Por Sebastián Barros
Donde hay una necesidad: ¿hay un derecho? El investigador del Conicet y profesor de la Universidad Nacional de la Patagonia Sebastián Barros, vuelve aquí sobre la conferencia que diera en Chile a fines de mayo el Ministro de la Corte Suprema de Justicia de la Argentina Carlos Rosenkrantz, para pensar desde la teoría política, la relación entre liberalismo, populismo y democracia.
El Ministro de la Corte Suprema de Justicia Carlos Rosenkrantz impartió una conferencia inaugurando el año académico de la Escuela de Pregrado de la Facultad de Derecho de la Universidad de Chile. La misma se tituló “Justicia, derecho y populismo en América Latina” y fue dictada el 26 de mayo de 2022. La conferencia tuvo repercusión pública en nuestro país porque Rosenkrantz hizo referencia a la frase atribuida a Eva Perón “donde hay una necesidad nace un derecho”. Respecto de esta aseveración, “corriente en mi país”, el juez señaló dos problemas. Uno es que esa afirmación no reconoce la escasez de recursos para satisfacer todas las necesidades. El otro es que no puede entenderse que toda aspiración a cubrir una necesidad deba transformarse automáticamente en un derecho jurídicamente ejecutable porque detrás de cada derecho hay un costo que pagar.

--

_ACTIVIDADES PROPUESTAS_
A. Reproduce el pasaje del fragmento sobre la conferencia de Rosenkrantz que comienza con "Por Sebastián Barros" y continúa hasta "populismo y democracia.".
B. ¿Concuerdan con el fragmento sobre la conferencia de Rosenkrantz estas afirmaciones? Responde sí o no a cada una y cita las palabras exactas del texto que lo deciden.
(i) La conferencia fue dictada el 26 de mayo de 2022.
(ii) Rosenkrantz señaló tres problemas respecto de la frase atribuida a Eva Perón.
(iii) Sebastián Barros es profesor de la Universidad de Chile.
C. Según el fragmento sobre la conferencia de Rosenkrantz, ¿por qué no puede entenderse que toda aspiración a cubrir una necesidad se transforme automáticamente en un derecho jurídicamente ejecutable?
El material no interviene para nada en esto.

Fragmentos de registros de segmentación
--

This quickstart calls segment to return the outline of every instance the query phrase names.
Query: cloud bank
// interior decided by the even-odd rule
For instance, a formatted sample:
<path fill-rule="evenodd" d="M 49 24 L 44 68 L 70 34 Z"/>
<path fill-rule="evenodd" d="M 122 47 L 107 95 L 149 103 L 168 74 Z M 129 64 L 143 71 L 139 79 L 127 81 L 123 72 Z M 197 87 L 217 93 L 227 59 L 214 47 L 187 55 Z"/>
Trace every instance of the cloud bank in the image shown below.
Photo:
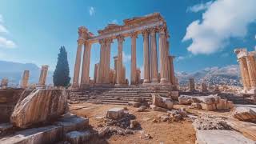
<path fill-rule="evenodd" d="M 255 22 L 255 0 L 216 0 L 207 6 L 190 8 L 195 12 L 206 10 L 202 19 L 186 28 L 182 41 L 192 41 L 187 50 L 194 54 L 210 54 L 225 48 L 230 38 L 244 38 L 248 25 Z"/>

--

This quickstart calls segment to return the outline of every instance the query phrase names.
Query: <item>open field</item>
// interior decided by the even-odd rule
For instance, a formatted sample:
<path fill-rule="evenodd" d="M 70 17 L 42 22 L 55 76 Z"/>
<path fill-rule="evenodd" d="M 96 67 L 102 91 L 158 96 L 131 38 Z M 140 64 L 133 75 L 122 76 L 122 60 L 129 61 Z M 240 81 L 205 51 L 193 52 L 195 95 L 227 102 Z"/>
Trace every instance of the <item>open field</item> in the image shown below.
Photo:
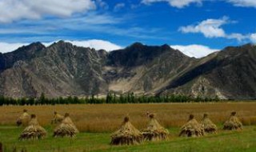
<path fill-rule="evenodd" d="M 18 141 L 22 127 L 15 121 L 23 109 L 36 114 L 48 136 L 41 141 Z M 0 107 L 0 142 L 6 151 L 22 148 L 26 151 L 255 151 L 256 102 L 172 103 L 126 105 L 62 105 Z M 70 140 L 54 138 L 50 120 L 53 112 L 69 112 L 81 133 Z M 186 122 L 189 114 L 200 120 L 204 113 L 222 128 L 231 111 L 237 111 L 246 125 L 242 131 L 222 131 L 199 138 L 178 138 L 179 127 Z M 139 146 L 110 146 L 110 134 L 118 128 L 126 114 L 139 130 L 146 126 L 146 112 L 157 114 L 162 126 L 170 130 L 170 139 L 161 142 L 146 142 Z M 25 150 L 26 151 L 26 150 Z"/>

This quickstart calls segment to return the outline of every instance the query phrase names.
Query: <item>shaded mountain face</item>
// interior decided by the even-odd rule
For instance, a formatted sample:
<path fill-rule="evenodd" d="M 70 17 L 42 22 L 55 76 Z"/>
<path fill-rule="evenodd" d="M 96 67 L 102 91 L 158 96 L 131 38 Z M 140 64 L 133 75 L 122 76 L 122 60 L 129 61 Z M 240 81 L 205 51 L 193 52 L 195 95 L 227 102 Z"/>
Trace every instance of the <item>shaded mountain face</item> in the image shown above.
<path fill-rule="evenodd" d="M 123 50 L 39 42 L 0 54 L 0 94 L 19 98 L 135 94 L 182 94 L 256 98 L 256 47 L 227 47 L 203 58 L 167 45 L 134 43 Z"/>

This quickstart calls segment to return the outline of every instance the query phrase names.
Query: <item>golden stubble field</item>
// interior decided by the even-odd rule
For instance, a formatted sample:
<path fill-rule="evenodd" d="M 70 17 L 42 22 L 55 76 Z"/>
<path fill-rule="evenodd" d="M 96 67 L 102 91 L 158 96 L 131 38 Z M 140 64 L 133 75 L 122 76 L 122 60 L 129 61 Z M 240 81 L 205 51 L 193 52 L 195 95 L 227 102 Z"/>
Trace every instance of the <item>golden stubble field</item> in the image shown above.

--

_RESPUESTAS DEL EJERCICIO_
A.
Por Sebastián Barros
Donde hay una necesidad: ¿hay un derecho? El investigador del Conicet y profesor de la Universidad Nacional de la Patagonia Sebastián Barros, vuelve aquí sobre la conferencia que diera en Chile a fines de mayo el Ministro de la Corte Suprema de Justicia de la Argentina Carlos Rosenkrantz, para pensar desde la teoría política, la relación entre liberalismo, populismo y democracia.

B.
(i) Sí: "fue dictada el 26 de mayo de 2022".
(ii) No: "el juez señaló dos problemas".
(iii) No: "profesor de la Universidad Nacional de la Patagonia".

C. Porque, según señaló el juez, detrás de cada derecho hay un costo que pagar.